- [PROVIDED TEXT]:
Mayor of Galveston, Texas
- In office 1984–1989
- Preceded by: Elias "Gus" Manuel
- Succeeded by: Barbara Krantz Crews

Member of the Galveston City Council
- In office 1979–1984

Personal details
- Born: Janice Reddig June 27, 1935 Maplewood, New Jersey, U.S.
- Died: June 19, 2017 (aged 81) Galveston, Texas
- Education: Wellesley College

= Jan Coggeshall =

Former mayor of Galveston, Texas

Janice Reddig Coggeshall (June 27, 1935 – June 19, 2017) was an American politician who served as the 49th mayor of Galveston, Texas, from 1984 to 1989.

==Early life and education==
Coggeshall was born in 1935 in Maplewood, New Jersey, the daughter of James Clendenin Reddig and Geraldine Baddenoch Reddig. Her father was an insurance agent. She was raised in Rochester, New York, and graduated from Irondequoit High School in Rochester. She earned a degree in mathematics from Wellesley College in 1957.

== Career ==
Janice Reddig Coggeshall worked at the National Security Agency in Washington, D.C., after college. She moved to Galveston, Texas in 1971. She was president of the Galveston League of Women Voters from 1975 to 1977 and chaired the league's Design of the City Committee. Coggeshall was elected to the Galveston city council in 1979, her first elected position. Five years later, she was elected the first female mayor of Galveston. She chaired the National Conference of Women Mayors from 1987 to 1989, and was an active member of the United States Conference of Mayors. She chaired the state Oil Spill Committee, and on an advisory committee of FEMA. After politics, she worked as a financial advisor at Merrill Lynch.

Coggeshall was a board member of the Galveston Ethics Board for two and a half decades, and she served for the same length of time on the Galveston Housing Finance Corporation. She volunteered for education groups, co-founding the Galveston College Foundation. She was president of the board of trustees for Galveston’s Rosenberg Library in 2003.

Coggeshall was inducted into the Galveston Women's Hall of Fame in 1984.

== Personal life and legacy ==
Coggeshall married surgeon Richard E. Coggeshall in 1958. They had four children. She died from cancer in 2017, at the age of 81, in Galveston. The Rosenberg Library Museum has her files from her time as mayor, and her ERA bracelet. A live oak on the grounds of the library was dedicated to Coggeshall's memory in 2018.

- [DATASET]:
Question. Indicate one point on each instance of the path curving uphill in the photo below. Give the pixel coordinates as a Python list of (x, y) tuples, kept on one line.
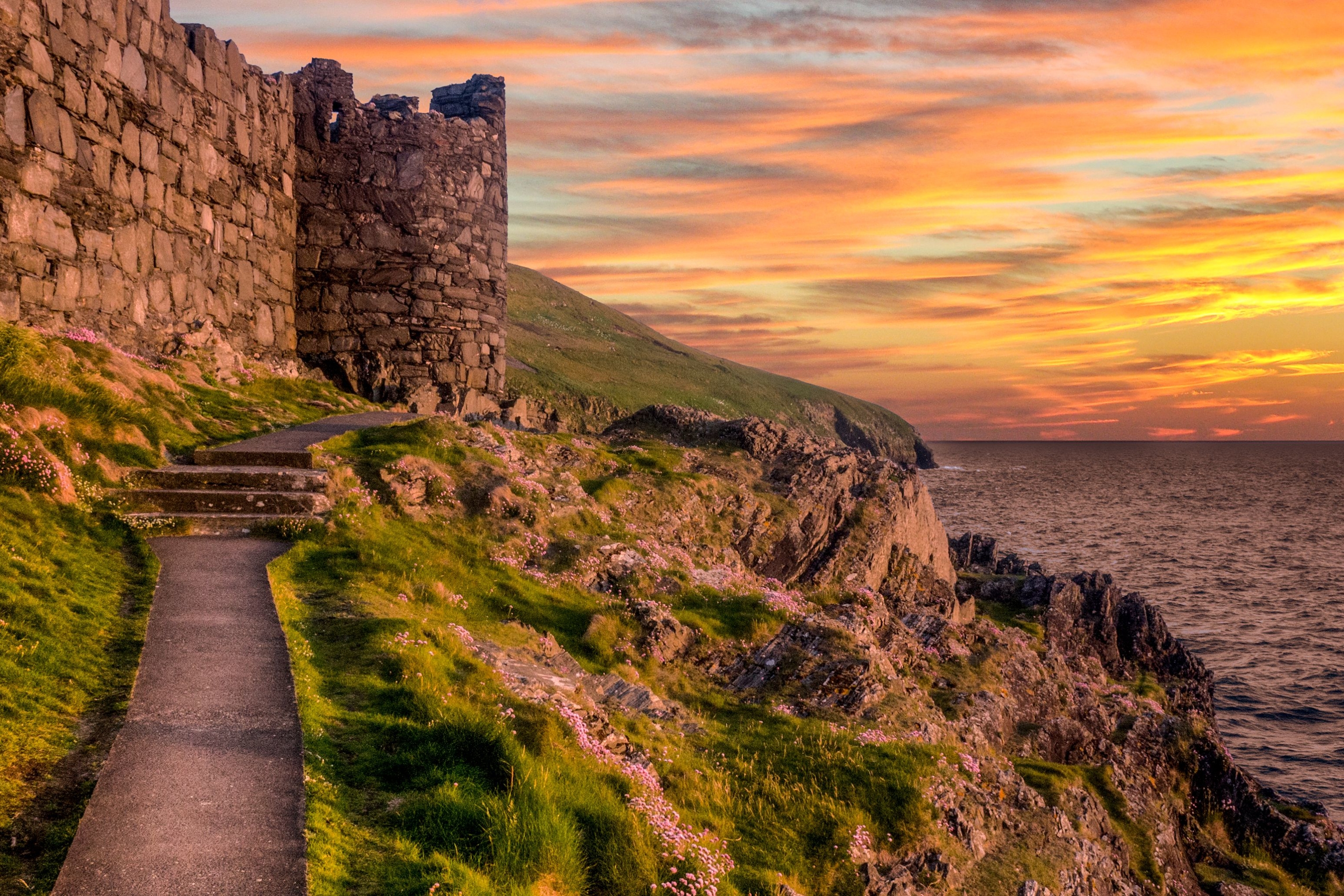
[(203, 792)]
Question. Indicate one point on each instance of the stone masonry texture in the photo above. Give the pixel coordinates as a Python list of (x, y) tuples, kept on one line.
[(159, 190), (402, 240)]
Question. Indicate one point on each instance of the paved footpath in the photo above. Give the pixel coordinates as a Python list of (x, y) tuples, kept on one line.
[(203, 792)]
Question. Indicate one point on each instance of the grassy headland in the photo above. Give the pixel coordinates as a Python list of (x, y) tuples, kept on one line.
[(76, 582), (596, 364)]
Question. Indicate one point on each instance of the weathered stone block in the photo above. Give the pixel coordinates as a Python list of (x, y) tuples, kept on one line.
[(10, 305), (385, 303), (388, 336), (45, 120)]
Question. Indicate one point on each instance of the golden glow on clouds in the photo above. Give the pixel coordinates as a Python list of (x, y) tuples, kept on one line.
[(1077, 220)]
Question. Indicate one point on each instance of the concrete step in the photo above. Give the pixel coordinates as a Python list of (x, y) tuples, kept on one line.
[(296, 460), (259, 479), (234, 525), (226, 501)]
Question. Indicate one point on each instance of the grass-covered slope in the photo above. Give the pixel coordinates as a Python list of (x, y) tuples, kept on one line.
[(596, 364), (430, 771), (76, 582)]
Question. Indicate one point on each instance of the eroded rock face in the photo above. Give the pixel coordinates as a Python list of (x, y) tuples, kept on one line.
[(665, 637), (862, 520)]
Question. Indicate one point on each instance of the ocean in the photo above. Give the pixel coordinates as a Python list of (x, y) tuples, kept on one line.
[(1241, 545)]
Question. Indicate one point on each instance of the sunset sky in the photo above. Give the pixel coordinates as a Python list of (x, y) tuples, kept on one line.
[(1002, 220)]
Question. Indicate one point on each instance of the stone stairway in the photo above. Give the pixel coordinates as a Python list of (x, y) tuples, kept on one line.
[(234, 490)]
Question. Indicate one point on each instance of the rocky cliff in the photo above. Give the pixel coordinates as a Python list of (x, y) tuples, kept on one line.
[(683, 584)]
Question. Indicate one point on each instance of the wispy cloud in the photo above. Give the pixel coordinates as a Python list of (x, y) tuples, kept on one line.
[(1073, 218)]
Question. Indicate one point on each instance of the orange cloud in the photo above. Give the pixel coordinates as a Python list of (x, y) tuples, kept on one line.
[(988, 217)]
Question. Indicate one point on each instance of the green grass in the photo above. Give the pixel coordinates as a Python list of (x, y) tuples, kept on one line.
[(1053, 780), (76, 582), (597, 364), (74, 597), (413, 777), (1252, 865)]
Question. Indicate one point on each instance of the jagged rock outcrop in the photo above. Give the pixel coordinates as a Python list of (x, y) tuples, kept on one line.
[(861, 520)]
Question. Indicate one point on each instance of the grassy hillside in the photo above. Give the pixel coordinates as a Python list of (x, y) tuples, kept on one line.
[(76, 581), (596, 364)]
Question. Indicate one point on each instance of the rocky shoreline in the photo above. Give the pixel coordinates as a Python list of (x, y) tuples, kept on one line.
[(1172, 767)]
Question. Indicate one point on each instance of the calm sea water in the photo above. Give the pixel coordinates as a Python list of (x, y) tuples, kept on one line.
[(1242, 546)]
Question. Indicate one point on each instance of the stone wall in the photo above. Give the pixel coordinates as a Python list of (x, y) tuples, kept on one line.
[(146, 180), (402, 240)]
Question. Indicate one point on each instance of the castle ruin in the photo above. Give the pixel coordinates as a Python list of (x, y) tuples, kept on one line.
[(161, 191)]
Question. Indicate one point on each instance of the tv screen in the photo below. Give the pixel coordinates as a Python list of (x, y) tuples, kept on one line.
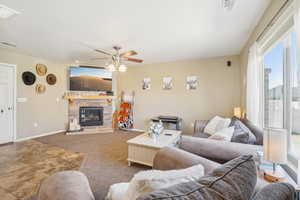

- [WHAT IS BEING ASKED]:
Duplicate the part of the Jan Coggeshall biography starting at "Member of the Galveston City" and ending at "1984 to 1989.".

- [ANSWER BOX]:
Member of the Galveston City Council
- In office 1979–1984

Personal details
- Born: Janice Reddig June 27, 1935 Maplewood, New Jersey, U.S.
- Died: June 19, 2017 (aged 81) Galveston, Texas
- Education: Wellesley College

= Jan Coggeshall =

Former mayor of Galveston, Texas

Janice Reddig Coggeshall (June 27, 1935 – June 19, 2017) was an American politician who served as the 49th mayor of Galveston, Texas, from 1984 to 1989.